-- begin --
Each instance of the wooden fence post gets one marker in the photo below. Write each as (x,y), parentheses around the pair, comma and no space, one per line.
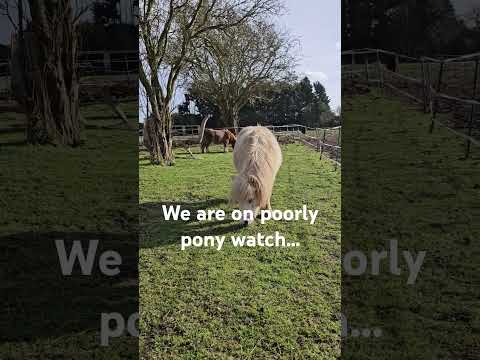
(380,70)
(472,110)
(366,69)
(424,82)
(323,142)
(435,101)
(337,150)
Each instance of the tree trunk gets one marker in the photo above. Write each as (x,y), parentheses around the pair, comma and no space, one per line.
(230,117)
(51,75)
(158,140)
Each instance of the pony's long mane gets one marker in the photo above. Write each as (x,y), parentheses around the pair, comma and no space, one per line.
(257,172)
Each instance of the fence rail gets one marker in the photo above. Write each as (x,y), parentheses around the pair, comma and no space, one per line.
(327,141)
(446,87)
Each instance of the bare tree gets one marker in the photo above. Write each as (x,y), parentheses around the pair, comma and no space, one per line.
(44,70)
(235,66)
(169,31)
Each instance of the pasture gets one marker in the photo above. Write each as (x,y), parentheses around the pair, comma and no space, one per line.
(239,303)
(401,182)
(45,189)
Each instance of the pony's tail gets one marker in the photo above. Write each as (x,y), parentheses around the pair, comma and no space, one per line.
(202,127)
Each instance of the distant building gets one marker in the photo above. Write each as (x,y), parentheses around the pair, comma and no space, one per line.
(127,10)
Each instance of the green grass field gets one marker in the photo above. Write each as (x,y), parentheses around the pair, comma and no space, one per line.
(45,189)
(401,182)
(239,303)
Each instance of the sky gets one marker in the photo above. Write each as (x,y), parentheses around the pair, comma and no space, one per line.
(316,24)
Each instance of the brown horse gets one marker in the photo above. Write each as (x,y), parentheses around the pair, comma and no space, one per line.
(217,137)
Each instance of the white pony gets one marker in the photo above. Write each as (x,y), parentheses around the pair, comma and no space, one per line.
(257,158)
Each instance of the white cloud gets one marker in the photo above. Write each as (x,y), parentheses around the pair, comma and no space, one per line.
(317,75)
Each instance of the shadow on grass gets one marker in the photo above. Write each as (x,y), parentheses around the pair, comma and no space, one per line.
(156,231)
(40,302)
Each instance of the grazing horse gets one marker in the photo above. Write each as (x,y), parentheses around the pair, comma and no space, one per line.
(217,137)
(257,158)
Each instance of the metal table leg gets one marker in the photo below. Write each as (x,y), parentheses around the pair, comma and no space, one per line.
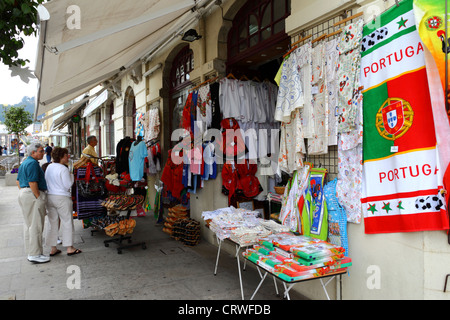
(239,270)
(259,285)
(325,285)
(218,253)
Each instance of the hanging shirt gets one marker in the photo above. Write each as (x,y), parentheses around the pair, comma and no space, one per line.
(229,98)
(136,158)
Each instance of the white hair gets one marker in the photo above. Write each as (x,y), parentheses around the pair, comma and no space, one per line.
(33,147)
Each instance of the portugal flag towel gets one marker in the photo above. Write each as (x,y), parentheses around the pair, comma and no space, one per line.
(402,177)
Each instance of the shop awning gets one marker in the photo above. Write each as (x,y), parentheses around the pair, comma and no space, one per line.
(87,42)
(94,104)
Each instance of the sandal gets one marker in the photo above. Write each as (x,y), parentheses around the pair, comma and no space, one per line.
(55,253)
(77,251)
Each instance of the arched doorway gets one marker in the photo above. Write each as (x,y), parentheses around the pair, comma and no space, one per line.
(180,83)
(257,40)
(129,113)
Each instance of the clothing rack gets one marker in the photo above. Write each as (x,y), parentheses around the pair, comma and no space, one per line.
(294,45)
(203,83)
(349,18)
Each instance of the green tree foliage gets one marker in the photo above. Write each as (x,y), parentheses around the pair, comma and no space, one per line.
(17,18)
(17,119)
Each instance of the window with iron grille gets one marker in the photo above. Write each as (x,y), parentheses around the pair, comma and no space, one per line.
(183,64)
(330,161)
(256,22)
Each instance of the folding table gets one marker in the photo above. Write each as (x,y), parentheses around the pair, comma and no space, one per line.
(289,284)
(238,249)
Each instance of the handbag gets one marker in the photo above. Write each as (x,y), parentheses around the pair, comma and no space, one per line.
(91,188)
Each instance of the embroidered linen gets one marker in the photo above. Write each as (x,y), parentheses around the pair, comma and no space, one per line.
(402,174)
(337,217)
(332,56)
(348,74)
(290,94)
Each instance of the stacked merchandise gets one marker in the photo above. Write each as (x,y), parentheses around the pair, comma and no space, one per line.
(240,225)
(176,213)
(294,258)
(187,231)
(123,202)
(88,207)
(235,224)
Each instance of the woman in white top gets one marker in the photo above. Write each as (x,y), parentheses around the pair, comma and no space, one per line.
(59,202)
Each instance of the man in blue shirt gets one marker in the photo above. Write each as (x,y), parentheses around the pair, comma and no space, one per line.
(32,200)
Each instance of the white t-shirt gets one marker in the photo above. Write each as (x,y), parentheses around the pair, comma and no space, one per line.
(59,180)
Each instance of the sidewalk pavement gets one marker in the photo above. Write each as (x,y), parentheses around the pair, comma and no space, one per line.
(166,270)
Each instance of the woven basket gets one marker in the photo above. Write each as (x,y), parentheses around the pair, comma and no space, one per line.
(279,190)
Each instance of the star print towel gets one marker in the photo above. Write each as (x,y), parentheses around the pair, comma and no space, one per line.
(402,176)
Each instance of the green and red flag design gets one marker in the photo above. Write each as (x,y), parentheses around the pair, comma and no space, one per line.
(401,173)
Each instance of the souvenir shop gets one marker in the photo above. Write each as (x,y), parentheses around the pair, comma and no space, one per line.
(305,159)
(109,192)
(353,147)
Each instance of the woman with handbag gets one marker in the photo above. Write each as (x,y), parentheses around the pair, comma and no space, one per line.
(59,203)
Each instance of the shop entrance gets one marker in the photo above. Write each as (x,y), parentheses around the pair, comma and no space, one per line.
(257,40)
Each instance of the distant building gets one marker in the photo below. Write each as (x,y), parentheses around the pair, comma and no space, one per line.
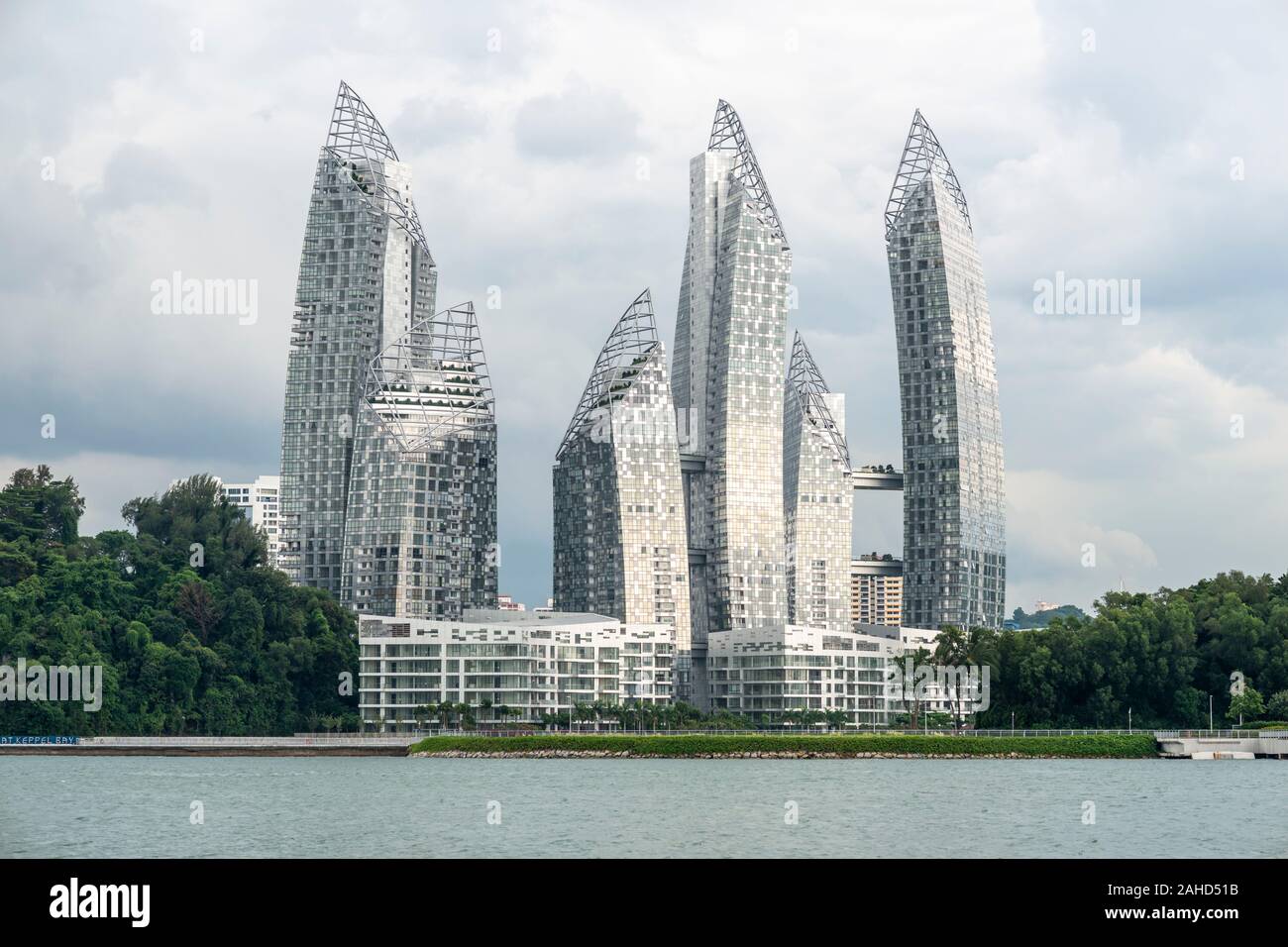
-- end --
Quote, word for word, the stretch from the line containing "Each instance of the green and" through the last of the lines above, both ends included, leaving out any pictures.

EXERCISE SOLUTION.
Each instance of the green and red flag design gets one marker in the photo above. Write each as (x,y), parentheses around the pair, comma and no space, one per line.
(401,173)
Each instance of the souvenir shop gets one marker in the photo above. Write each as (x,y), parentheses around the pair, comma and no space, one per line.
(305,159)
(109,192)
(353,147)
Each instance of the woman with handbag gets one marker in the photo above. Write each as (x,y), parentheses around the pair, comma and no space, one per line.
(59,203)
Each instance of the shop entrance gets one marker in the photo above. Write each as (x,y), parentheses around the pair, comma and no space, one per line.
(257,40)
Each instance of the distant building gets one marker in the photo below. Write each as (x,y), parentheses around the pair, comma and no space, one per line.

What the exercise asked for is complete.